(Beginning of Data records)
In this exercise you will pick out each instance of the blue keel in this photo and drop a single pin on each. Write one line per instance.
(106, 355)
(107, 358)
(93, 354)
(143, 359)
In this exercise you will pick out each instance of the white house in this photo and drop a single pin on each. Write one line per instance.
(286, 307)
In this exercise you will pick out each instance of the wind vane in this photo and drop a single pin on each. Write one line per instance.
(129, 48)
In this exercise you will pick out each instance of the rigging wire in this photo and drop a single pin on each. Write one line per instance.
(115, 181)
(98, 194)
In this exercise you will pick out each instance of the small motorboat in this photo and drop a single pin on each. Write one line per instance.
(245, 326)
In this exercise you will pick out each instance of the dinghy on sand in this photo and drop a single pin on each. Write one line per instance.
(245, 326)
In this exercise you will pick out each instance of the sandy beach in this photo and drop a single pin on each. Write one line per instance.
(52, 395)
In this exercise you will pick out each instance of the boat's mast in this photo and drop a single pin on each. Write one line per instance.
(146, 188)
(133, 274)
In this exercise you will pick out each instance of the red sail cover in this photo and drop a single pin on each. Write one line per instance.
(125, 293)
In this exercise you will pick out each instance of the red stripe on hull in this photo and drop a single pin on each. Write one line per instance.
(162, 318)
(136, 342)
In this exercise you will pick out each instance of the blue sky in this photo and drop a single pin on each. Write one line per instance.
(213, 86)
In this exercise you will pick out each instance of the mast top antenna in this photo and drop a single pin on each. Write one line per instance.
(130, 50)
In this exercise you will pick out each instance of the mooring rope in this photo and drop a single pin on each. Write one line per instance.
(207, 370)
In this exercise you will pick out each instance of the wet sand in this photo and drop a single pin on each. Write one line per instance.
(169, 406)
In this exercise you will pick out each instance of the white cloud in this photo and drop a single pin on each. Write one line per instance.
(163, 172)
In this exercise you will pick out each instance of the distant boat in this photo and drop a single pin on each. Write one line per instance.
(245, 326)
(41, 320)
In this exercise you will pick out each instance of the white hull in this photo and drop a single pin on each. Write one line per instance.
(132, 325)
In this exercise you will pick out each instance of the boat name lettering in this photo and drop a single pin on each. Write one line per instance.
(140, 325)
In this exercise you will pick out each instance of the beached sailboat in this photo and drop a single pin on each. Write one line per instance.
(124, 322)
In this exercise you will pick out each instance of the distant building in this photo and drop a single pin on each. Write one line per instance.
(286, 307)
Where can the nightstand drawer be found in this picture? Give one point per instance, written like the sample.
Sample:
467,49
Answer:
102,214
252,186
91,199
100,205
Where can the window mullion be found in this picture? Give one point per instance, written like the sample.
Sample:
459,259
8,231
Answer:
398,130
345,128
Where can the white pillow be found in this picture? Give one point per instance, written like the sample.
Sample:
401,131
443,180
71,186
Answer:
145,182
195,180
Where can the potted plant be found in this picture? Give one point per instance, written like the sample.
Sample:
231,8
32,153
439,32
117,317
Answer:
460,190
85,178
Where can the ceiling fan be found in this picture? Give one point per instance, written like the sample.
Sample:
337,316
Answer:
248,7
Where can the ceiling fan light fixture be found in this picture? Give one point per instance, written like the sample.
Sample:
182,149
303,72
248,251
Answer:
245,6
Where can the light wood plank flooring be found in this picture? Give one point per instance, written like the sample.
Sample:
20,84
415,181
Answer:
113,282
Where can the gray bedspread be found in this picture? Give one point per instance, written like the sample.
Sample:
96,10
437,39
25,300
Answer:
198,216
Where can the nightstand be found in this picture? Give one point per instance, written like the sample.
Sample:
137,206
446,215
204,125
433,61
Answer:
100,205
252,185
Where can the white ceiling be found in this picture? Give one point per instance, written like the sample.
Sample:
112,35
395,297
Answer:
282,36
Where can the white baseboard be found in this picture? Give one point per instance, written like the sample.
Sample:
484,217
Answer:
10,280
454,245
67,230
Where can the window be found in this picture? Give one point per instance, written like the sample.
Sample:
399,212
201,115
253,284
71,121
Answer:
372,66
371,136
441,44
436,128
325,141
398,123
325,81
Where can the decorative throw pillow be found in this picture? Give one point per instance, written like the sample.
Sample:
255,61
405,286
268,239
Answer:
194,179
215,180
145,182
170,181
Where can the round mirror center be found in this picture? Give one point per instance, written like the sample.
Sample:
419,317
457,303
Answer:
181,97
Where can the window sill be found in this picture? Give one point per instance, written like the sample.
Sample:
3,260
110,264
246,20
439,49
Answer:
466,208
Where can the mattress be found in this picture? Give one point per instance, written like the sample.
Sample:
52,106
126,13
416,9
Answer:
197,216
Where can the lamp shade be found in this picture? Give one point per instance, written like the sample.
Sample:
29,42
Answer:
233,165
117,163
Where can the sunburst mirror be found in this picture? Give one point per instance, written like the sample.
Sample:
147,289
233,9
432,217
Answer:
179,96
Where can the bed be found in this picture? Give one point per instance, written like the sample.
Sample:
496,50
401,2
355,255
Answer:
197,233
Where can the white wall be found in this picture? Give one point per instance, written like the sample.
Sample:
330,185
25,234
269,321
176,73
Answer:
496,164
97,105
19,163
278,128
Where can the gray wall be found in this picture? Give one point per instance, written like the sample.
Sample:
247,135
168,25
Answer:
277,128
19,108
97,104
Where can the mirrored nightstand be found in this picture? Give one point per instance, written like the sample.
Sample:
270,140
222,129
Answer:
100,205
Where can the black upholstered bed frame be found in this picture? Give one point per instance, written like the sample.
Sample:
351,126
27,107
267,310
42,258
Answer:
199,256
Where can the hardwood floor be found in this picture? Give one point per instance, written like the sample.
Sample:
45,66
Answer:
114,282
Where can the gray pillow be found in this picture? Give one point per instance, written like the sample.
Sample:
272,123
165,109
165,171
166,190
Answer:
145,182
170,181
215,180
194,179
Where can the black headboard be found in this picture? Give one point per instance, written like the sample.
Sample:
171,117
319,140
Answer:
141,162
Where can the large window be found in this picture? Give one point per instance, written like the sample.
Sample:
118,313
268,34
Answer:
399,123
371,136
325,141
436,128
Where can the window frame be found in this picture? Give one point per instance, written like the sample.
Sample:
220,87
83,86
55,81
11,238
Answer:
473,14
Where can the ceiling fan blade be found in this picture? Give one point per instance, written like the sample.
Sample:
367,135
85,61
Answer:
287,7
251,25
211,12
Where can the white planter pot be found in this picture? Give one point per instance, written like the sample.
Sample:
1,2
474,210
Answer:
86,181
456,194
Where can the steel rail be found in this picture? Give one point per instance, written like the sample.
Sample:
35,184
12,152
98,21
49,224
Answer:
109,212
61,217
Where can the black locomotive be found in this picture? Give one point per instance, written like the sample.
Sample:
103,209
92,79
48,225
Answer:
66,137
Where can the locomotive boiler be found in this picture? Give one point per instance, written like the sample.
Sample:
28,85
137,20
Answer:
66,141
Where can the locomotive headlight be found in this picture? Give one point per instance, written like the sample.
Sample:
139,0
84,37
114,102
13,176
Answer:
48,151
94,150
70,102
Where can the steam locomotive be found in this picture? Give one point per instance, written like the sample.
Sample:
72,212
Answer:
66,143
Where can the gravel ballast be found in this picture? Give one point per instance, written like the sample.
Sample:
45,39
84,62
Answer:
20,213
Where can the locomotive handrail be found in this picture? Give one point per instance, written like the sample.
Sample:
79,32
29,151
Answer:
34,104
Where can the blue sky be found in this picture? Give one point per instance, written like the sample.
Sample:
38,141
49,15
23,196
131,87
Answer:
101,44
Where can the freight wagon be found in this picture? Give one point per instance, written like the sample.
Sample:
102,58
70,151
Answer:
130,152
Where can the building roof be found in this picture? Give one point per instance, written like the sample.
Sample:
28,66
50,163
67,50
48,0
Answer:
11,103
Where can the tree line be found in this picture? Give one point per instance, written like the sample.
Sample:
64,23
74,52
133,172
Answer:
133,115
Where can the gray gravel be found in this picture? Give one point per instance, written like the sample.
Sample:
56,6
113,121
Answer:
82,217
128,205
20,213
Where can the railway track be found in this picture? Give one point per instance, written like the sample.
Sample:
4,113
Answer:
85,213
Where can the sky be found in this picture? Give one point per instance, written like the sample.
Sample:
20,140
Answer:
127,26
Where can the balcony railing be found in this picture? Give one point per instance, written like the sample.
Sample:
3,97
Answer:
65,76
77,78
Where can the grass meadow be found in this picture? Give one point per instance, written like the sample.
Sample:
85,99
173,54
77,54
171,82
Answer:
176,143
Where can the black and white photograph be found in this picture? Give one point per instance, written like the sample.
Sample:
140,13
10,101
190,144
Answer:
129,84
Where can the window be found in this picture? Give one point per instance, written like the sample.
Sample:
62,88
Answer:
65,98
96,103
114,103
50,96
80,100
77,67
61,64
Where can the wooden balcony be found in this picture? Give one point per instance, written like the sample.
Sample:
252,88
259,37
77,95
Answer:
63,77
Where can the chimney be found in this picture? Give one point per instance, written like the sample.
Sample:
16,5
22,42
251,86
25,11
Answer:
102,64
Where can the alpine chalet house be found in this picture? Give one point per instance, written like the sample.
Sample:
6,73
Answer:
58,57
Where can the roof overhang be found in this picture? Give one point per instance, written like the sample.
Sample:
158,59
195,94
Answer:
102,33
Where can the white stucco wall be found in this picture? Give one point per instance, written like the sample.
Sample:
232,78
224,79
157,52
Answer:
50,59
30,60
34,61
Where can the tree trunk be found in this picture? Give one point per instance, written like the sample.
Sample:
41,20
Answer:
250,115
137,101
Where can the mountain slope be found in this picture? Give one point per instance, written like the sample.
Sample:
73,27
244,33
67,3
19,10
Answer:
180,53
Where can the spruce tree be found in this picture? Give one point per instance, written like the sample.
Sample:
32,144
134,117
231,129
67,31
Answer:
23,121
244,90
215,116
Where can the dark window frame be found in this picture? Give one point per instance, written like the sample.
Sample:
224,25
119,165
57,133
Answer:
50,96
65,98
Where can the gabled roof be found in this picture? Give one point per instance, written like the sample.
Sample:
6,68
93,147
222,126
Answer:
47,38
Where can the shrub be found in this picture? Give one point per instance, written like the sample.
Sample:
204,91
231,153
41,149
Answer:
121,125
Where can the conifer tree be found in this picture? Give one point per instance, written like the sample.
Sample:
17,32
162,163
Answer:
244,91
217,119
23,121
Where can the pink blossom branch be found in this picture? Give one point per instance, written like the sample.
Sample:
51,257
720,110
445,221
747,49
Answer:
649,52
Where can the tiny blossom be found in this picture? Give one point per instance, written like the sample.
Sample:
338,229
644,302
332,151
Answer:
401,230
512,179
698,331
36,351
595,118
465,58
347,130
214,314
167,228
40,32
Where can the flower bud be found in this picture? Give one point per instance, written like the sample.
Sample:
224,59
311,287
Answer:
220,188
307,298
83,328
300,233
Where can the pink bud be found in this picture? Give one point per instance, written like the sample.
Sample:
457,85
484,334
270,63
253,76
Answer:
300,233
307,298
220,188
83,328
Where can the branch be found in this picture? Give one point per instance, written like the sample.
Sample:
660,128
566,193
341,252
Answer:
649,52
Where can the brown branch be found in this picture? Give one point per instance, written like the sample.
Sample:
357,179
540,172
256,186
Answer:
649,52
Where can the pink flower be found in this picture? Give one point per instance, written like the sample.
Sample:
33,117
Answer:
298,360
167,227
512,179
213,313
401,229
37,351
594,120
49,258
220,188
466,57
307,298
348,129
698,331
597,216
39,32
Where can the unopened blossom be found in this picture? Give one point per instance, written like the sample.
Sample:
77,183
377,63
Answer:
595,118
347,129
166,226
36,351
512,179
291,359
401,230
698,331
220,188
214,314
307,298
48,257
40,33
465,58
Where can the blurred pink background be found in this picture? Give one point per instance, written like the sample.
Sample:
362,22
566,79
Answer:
(End of Data records)
Work order:
How many lines in the entries contain the string "wall"? Answer with the number only.

Solved exercise:
3